### [Direction]
Can you convert the material below, from the line containing "of the calm" through the end of the material, into a Markdown table with a Row column holding the row number and an Entry column holding the line, leaving out blank lines?
START Exercise data
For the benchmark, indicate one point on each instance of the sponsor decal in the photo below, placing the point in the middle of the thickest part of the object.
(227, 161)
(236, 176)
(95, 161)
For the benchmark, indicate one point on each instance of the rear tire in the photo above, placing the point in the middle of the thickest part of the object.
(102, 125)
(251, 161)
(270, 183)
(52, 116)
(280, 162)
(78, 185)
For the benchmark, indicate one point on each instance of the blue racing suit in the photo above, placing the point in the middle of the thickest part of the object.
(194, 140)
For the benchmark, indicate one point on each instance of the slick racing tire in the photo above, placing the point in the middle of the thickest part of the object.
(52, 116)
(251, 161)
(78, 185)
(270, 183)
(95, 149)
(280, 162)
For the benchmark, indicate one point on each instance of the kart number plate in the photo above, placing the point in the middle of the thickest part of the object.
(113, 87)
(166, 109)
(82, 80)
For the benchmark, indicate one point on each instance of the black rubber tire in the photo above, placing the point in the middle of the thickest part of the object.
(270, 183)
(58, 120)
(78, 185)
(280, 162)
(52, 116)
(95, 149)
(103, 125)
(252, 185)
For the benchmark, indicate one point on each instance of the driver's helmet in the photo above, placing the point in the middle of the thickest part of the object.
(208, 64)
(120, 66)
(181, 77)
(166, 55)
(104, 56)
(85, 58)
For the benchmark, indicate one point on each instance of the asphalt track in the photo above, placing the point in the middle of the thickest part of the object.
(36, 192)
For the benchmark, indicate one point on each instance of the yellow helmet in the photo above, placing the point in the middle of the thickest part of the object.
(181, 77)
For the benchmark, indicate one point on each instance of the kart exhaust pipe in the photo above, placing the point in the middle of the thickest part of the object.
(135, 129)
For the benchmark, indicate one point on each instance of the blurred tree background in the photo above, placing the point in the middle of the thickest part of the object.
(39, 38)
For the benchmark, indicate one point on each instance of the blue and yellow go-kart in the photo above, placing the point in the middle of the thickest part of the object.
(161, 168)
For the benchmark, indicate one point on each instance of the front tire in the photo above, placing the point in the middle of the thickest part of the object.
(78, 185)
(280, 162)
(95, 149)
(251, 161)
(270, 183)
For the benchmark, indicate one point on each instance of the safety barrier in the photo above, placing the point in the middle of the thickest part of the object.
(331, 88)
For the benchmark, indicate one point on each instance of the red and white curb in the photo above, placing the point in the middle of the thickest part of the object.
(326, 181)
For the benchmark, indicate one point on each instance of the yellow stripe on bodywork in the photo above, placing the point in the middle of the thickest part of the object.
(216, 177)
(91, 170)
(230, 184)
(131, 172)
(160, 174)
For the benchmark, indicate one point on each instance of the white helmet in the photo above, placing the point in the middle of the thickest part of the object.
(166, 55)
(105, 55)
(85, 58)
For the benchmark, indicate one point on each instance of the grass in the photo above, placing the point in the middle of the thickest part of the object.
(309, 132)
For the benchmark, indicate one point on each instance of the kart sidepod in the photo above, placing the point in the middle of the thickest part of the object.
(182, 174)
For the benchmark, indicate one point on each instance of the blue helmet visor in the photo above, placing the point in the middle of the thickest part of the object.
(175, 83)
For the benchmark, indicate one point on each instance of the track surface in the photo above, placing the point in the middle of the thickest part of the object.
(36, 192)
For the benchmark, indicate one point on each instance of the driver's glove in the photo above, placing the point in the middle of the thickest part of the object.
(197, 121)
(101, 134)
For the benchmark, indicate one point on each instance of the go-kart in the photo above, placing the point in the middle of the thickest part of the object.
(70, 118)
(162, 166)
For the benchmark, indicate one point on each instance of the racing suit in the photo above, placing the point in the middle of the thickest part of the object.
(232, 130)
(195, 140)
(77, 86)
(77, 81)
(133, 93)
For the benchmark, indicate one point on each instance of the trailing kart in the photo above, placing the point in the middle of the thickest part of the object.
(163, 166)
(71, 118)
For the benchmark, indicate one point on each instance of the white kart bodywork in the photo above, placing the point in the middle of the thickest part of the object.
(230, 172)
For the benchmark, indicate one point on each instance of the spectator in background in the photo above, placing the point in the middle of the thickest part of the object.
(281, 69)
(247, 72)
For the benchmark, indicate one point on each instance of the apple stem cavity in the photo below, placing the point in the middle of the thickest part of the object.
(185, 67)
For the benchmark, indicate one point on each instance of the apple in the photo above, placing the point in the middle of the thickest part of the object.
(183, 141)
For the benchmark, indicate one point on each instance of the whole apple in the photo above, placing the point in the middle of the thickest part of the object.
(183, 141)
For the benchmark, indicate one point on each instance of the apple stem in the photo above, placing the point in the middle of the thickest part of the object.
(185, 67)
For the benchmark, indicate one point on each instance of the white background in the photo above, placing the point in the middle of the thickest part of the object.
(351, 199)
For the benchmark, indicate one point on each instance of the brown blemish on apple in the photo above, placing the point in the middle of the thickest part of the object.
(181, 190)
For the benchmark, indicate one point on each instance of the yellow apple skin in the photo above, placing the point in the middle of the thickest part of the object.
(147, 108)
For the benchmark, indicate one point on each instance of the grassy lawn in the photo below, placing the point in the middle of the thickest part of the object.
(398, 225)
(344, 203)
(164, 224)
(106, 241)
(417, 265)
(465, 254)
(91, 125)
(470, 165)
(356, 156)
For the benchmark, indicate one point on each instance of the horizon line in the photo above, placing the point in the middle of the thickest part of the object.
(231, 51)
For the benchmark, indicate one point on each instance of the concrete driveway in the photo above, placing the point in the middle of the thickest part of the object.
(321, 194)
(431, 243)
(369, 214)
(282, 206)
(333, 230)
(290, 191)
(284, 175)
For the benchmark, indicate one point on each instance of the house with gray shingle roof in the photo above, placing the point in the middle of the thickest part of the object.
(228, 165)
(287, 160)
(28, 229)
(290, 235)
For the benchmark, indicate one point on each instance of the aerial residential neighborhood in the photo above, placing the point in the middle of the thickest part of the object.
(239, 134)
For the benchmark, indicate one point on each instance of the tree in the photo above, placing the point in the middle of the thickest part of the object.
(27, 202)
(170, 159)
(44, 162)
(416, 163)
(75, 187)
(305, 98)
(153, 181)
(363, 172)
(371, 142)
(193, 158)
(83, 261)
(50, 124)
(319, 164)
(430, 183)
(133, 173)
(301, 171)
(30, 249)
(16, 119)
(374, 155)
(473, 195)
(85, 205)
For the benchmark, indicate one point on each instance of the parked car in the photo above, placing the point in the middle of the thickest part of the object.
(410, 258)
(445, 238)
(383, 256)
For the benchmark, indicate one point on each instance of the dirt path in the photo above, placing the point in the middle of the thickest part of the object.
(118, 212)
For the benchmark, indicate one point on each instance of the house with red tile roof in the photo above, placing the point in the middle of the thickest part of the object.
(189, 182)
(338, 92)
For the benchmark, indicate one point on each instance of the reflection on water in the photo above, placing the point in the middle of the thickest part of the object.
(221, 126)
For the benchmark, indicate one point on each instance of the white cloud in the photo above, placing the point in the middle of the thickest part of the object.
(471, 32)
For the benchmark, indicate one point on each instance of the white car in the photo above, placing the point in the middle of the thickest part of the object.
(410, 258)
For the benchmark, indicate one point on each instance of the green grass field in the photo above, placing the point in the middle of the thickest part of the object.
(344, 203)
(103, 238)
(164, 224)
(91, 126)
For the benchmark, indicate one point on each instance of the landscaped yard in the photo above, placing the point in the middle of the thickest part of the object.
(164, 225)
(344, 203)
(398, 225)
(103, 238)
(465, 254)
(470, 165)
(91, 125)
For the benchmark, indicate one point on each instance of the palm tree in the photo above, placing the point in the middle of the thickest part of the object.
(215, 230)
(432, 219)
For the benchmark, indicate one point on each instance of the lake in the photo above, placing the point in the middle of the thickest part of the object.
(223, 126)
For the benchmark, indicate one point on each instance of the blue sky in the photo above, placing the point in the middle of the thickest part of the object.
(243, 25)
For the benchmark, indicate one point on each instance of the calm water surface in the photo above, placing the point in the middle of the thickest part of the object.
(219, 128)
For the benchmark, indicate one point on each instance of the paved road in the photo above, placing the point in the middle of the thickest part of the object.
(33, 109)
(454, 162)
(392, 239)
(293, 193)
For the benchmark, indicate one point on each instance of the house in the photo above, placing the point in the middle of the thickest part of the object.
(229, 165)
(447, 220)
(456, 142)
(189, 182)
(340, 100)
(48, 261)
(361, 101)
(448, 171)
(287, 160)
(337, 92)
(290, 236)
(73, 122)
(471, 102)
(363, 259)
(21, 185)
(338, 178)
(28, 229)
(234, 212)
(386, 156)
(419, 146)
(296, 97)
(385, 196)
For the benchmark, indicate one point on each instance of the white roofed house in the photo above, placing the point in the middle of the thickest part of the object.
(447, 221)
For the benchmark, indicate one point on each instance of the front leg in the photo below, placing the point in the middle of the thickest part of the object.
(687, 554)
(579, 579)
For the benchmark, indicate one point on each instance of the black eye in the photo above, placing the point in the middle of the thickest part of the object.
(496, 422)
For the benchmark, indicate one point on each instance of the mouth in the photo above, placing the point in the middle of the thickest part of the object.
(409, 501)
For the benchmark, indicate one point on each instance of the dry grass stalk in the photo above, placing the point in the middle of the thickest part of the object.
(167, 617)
END Exercise data
### [Written response]
| Row | Entry |
|---|---|
| 1 | For the benchmark, indicate one point on each instance of the calm water surface in the photo above, placing the point in the middle of the thickest part of the object. |
| 2 | (219, 128) |
| 3 | For the benchmark, indicate one point on each instance of the paved road in the photo above, placing the point in the middle of the thickest part of the object. |
| 4 | (33, 109) |
| 5 | (454, 162) |
| 6 | (392, 239) |
| 7 | (293, 193) |
| 8 | For the benchmark, indicate one point on each instance of the house in the photo above, placing the point in the middle of the thickest part of the object. |
| 9 | (229, 165) |
| 10 | (447, 220) |
| 11 | (456, 142) |
| 12 | (189, 182) |
| 13 | (340, 100) |
| 14 | (48, 261) |
| 15 | (361, 101) |
| 16 | (448, 171) |
| 17 | (287, 160) |
| 18 | (337, 92) |
| 19 | (290, 236) |
| 20 | (73, 122) |
| 21 | (471, 102) |
| 22 | (363, 259) |
| 23 | (21, 185) |
| 24 | (338, 178) |
| 25 | (28, 229) |
| 26 | (234, 212) |
| 27 | (386, 156) |
| 28 | (419, 146) |
| 29 | (296, 97) |
| 30 | (385, 196) |
| 31 | For the benchmark, indicate one point on each instance of the white roofed house in the photo above, placing the point in the middle of the thickest part of the object. |
| 32 | (447, 221) |
| 33 | For the benchmark, indicate one point on each instance of the front leg in the photo below, placing the point in the middle of the thickest part of the object. |
| 34 | (687, 554) |
| 35 | (579, 579) |
| 36 | For the benchmark, indicate one point on each instance of the black eye in the photo above, placing the point in the middle of the thickest part of the object. |
| 37 | (496, 422) |
| 38 | For the benchmark, indicate one point on each instance of the mouth in the photo above, placing the point in the middle of the thickest part of the object. |
| 39 | (409, 501) |
| 40 | For the benchmark, indicate one point on each instance of the dry grass stalk in the photo above, placing the point in the middle of the thickest part of the object. |
| 41 | (167, 617) |